> [Exercícios propostos]:
1) De acordo com o texto sobre a reforma do setor elétrico, em que ano foi discutido o projeto de lei amplo no âmbito da Consulta Pública 33?
2) Retome o texto sobre a reforma do setor elétrico e dê-lhe continuidade a partir do ponto em que ele termina.

> [Texto citado]:

Segundo Menel, a reformulação ideal do marco legal do setor elétrico seria por meio de um projeto de lei amplo, como discutido em 2016 no escopo da Consulta Pública 33. "A proposta era completa, coesa, um documento único, e deu no que deu. Um documento belíssimo, mas que nunca avançou", afirmou. Por isso, a reforma "fatiada" por meio de pontos essenciais, como discutido agora pelo MME, parece uma alternativa viável.

A reforma defendida pelo MME é baseada em três eixos: aumentar o desconto tarifário para o consumidor de baixa renda, abrir o mercado de energia para que todos os consumidores, inclusive residenciais, possam escolher o seu fornecedor, e redução de subsídios ao grande consumidor, com a limitação da autoprodução e do desconto na tarifa fio.

> [Entradas de dados]:
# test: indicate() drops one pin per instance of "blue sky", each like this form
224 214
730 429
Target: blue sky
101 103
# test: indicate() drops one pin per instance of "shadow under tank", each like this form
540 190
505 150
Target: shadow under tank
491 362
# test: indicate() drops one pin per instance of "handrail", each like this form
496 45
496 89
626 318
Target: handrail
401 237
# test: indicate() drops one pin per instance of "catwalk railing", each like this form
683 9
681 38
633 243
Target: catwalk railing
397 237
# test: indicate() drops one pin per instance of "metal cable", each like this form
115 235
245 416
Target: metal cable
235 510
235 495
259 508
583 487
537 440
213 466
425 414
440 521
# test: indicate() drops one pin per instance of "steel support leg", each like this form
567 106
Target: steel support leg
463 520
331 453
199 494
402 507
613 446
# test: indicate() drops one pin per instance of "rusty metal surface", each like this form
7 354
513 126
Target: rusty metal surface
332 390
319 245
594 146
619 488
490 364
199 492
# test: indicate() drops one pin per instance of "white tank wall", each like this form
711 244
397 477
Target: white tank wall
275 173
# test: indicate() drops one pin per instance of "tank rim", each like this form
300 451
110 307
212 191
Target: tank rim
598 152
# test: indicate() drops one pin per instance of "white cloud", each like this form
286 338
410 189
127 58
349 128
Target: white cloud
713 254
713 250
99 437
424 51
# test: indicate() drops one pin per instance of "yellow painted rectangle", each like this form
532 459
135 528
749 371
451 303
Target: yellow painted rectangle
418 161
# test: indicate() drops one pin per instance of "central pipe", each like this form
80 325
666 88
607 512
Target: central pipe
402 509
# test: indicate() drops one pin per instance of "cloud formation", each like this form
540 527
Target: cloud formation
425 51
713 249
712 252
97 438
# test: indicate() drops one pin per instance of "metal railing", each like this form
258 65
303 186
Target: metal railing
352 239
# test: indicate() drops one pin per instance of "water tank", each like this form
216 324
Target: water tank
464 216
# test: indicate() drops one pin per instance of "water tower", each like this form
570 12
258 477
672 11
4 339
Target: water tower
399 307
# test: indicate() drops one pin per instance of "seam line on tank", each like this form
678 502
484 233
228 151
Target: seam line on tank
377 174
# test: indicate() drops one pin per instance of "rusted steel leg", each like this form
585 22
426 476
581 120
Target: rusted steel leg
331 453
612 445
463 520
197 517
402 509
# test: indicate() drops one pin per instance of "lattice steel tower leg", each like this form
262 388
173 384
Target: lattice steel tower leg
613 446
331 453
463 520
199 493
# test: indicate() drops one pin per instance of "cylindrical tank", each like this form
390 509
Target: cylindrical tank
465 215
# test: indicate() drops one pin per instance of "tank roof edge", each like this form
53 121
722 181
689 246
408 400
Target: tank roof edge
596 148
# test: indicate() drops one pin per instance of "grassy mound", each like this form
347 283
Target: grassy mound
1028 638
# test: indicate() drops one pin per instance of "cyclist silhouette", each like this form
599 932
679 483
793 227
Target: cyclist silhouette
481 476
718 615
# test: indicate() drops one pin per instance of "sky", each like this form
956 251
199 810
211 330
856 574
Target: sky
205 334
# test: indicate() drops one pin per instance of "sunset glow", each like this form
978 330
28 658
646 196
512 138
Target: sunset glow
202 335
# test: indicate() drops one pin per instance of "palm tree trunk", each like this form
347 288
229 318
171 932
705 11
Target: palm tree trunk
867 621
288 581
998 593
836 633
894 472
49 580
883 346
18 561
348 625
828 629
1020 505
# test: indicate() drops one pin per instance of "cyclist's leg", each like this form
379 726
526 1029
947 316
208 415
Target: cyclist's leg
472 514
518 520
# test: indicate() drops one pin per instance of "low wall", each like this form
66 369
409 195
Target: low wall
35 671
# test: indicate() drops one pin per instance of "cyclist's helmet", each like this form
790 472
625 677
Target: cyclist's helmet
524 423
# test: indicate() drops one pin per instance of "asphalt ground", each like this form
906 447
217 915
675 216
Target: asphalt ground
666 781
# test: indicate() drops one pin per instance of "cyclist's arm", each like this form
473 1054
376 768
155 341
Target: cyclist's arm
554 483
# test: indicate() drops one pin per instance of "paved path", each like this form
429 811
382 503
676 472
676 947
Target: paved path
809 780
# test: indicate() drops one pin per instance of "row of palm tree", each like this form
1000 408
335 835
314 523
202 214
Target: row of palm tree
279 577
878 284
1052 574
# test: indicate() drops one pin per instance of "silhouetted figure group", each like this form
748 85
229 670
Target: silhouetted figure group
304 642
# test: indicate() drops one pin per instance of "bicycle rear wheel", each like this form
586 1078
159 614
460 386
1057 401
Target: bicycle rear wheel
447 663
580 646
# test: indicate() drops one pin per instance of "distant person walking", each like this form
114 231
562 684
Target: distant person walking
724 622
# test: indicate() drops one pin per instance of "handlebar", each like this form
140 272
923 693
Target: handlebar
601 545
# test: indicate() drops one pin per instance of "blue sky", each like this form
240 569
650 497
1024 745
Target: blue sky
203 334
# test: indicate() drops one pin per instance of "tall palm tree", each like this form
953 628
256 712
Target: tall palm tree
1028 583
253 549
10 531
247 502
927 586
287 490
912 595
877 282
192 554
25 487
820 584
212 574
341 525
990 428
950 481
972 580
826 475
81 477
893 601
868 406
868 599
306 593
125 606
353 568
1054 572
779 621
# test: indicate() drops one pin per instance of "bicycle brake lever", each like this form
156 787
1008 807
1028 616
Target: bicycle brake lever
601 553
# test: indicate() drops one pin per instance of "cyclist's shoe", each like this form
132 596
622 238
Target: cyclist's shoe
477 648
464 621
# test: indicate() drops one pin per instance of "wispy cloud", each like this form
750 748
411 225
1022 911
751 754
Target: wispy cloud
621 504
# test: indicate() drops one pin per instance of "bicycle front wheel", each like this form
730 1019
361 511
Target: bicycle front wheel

> [Resultados]:
1) Em 2016.

2)
Representantes de consumidores de energia eletrointensivos alegaram que o projeto vai deslocar custos para o setor produtivo. Geradores que usufruem dos benefícios argumentaram que os investimentos em projetos de geração foram planejados contando com a manutenção das regras. Até mesmo agentes não afetados diretamente pelas mudanças defenderam que o governo aproveite o momento para revisitar subsídios dos painéis solares.

Um agente resumiu parte da discussão: "Todos têm seus argumentos. Agora, é a hora de argumentar porque o seu ponto é mais importante que o do outro".